Document:
※
How to Organise a Wedding Using R: Google Search API, Google Drive, Web Scraping, and Automated Emails

Note

This post first appeared on my {blogdown} site, now archived. After a recent request from someone looking to use the same approach, I decided to bring it back on my current Quarto site, unchanged from the original.

See Section 1.4 for my latest notes.

Planning a wedding is a challenge. For R users, we have one advantage: automation. One of the trickiest parts is finding a venue. There are plenty, but many will already be booked for your date. Here is how I created a list of potential venues with the Google Search API, stored it on Google Drive, scraped emails, and sent messages, all with R.

Setup

# store passwords
library(config)
# data wrangling
library(plyr)
library(tidyverse)
library(purrr)
library(glue)
# google APIs
library(googleway)
library(googledrive)
# webscraping
library(rvest)
# send emails
library(mailR)
library(XML)
library(RCurl)
# html widgets
library(DT)
library(leaflet)
gmail_wedding <- config::get("gmail_wedding")
google_key <- config::get("google_cloud")

Creating a venue list with the Google Places API

Since R offers a package for almost everything, I used {googleway} to pull venue data from Google Places. This API includes several services like Directions, Geolocation and Places. To use it, you must register a card on Google Cloud to get an API key. Used moderately, this is free. I found this Stack Overflow answer helpful when learning googleway.

Targeted cities

I wanted my wedding in the Auvergne-Rhone-Alpes region of France. A single search term like “Auvergne-Rhone-Alpes” might not catch all options, so I built a loop that searches by city. My list of cities comes from their department codes (e.g. the department codes 01, 07, 26, 38, 69, 73 and 74 correspond to Ain, Ardèche, Drôme, Isère, Rhône, Savoie and Haute-Savoie in France).

dept_target <- c(01, 07, 26, 38, 69, 73, 74)
※
Material:
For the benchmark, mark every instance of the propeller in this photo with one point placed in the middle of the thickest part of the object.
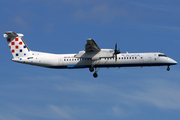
※
Complete the following:
1. From the wedding post, return the text between "library(tidyverse)" and "library(XML)", inclusive.
2. In one to three sentences, explain why the wedding post runs its venue search as a loop over cities.
3. According to the wedding post, which R package pulled venue data from Google Places?

Solutions by task:
1.
library(tidyverse)
library(purrr)
library(glue)
# google APIs
library(googleway)
library(googledrive)
# webscraping
library(rvest)
# send emails
library(mailR)
library(XML)

2. A single search term such as "Auvergne-Rhone-Alpes" might not catch all the venue options. Searching city by city, with the cities drawn from department codes, gives broader coverage of the region.

3. {googleway}